Passage shown:

┄┄┄┄┄┄┄┄┄┄

Harry Stendhal  is an American gallerist, arts organization founder, and entrepreneur.

Galleries
As an art dealer he operated the Stendhal gallery in the Soho section of New York City and then the Maya Stendhal Gallery in Chelsea section of New York City (in partnership with his sister Maya) and exhibited among other artists; the painters Ron English and Rick Prol, the Dadaist Hans Richter and the Fluxus group members Ken Friedman and Larry Miller. In 2007 Hans Richter's artistic archives were displayed at the Gallery in an exhibition comprehensive of his Dada years and collaboration with Viking Eggeling, a fellow Dadaist who created the groundbreaking film Symphonie Diagonal and Hans Richter Rhythmus 21. The exhibition titled "Universal Language and the Avant-Garde" was covered in Artforum.

After exhibiting George Macunias' work at his now closed commercial gallery he opened the foundation in 2011.  The organization which when it had an artspace purpose' was to exhibit the entire inter-disciplinary body work of George Maciunas the Lithuanian born co-founder of the Fluxus art movement.  Stendhal's exhibitions of Maciunas' work were covered by among others Anthony Haden-Guest in the Financial Times and Fionn Meade in ArtForum.

In 1991 the Soho gallery hosted a benefit organized for the charity God's Love We Deliver which brings meals to homebound people with Aids and other serious illnesses organized by late fashion photographer Francesco Scavullo and featuring men's suits by such designers as Issac Mizrahi, Todd Oldham and Romeo Gigli which were then embellished (painted upon) by such artists as Ronnie Cutrone and  Ron English.
In 2004 Harry and his sister Maya commissioned the  painter and filmmaker Jeff Scher to create an animated film portrait of their friend Susan Shin and then offered the ability to commission a similar rendering to gallery clients.  This endeavor which was reported on by The New York Times.

┄┄┄┄┄┄┄┄┄┄

Stored records:
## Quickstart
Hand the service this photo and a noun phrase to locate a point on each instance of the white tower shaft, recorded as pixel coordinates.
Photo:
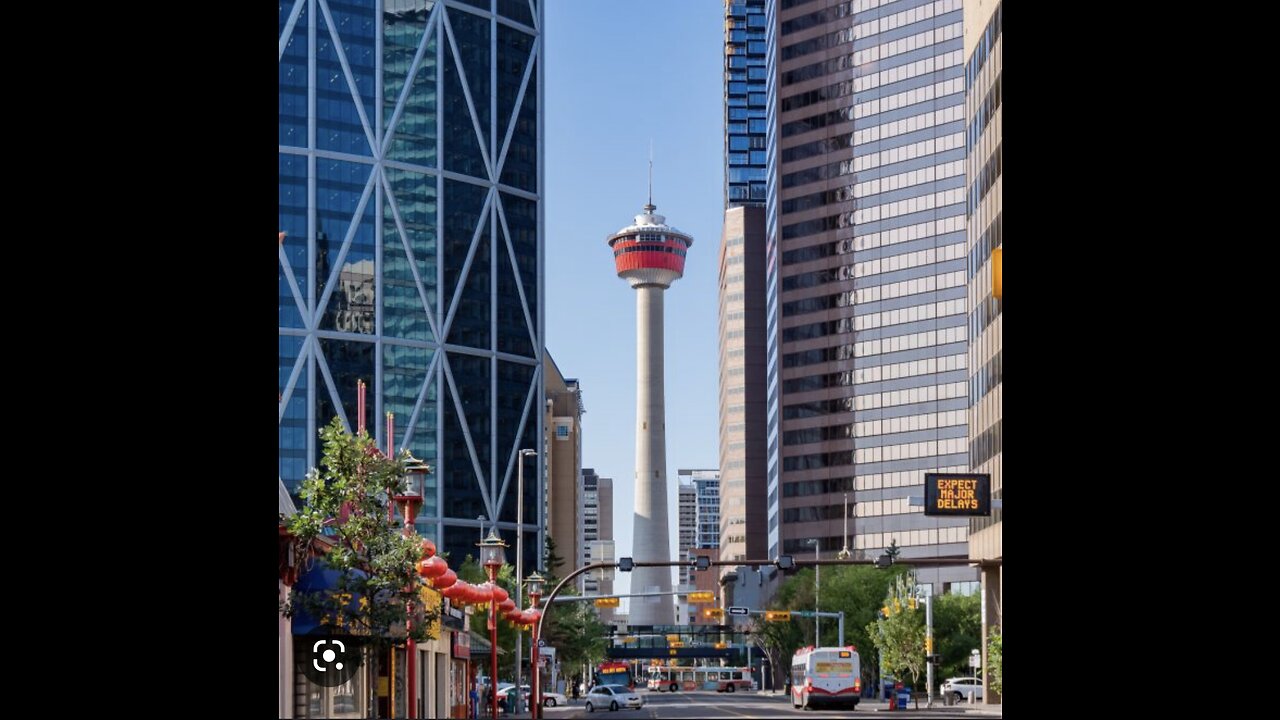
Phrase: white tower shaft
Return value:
(652, 541)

┄┄┄┄┄┄┄┄┄┄

Short problem A: Based on the Harry Stendhal text, what was the foundation he opened in 2011 meant to do?
Short problem B: Repeat the Harry Stendhal text verbatim, everything from "In 1991 the" down to "New York Times.".
Short problem C: Please carry on the text about Harry Stendhal, starting after its last sentence.

Final result A: It was meant to exhibit the entire interdisciplinary body of work of George Maciunas, the Lithuanian-born co-founder of the Fluxus art movement.

Final result B:
In 1991 the Soho gallery hosted a benefit organized for the charity God's Love We Deliver which brings meals to homebound people with Aids and other serious illnesses organized by late fashion photographer Francesco Scavullo and featuring men's suits by such designers as Issac Mizrahi, Todd Oldham and Romeo Gigli which were then embellished (painted upon) by such artists as Ronnie Cutrone and  Ron English.
In 2004 Harry and his sister Maya commissioned the  painter and filmmaker Jeff Scher to create an animated film portrait of their friend Susan Shin and then offered the ability to commission a similar rendering to gallery clients.  This endeavor which was reported on by The New York Times.

Final result C:
Stendhal himself is a presence on the New York City social scene whose events draw press coverage as does his goings on about town.

During the second incarnation of his gallery Harry Stendhal became ensnared in legal imbroglios  with graphic designer and visual artist Paula Scher and the filmmaker and visual artist Jonas Mekas, a then-octagenarian, who accused the gallerist of selling his artwork without his consent and or reimbursement for among other things as an avenue for Stendhal to cover his tab at Cipriani. The Mekas case was eventually settled out of court, while Mekas was later accused of having been a Nazi collaborator during World War 2 in occupied Lithuania.

Fluxus llc. and the Fluxhouse
In 2013 he co-founded Fluxus llc, a privately held construction technology firm. In 2020 Fluxus with cooperation with Arcadis presented "Harnessing Prefabrication to Tackle the Affordable Housing Challenge: A Global Partnership Approach" at the Advancing Prefabrication conference in Dallas, Texas.  Their prototype the "Fluxhouse" is currently shown in Augmented reality on the website of the World Economic Forum for whom Fluxus llc. is helping to implement augmented reality technology.

References 

Year of birth missing (living people)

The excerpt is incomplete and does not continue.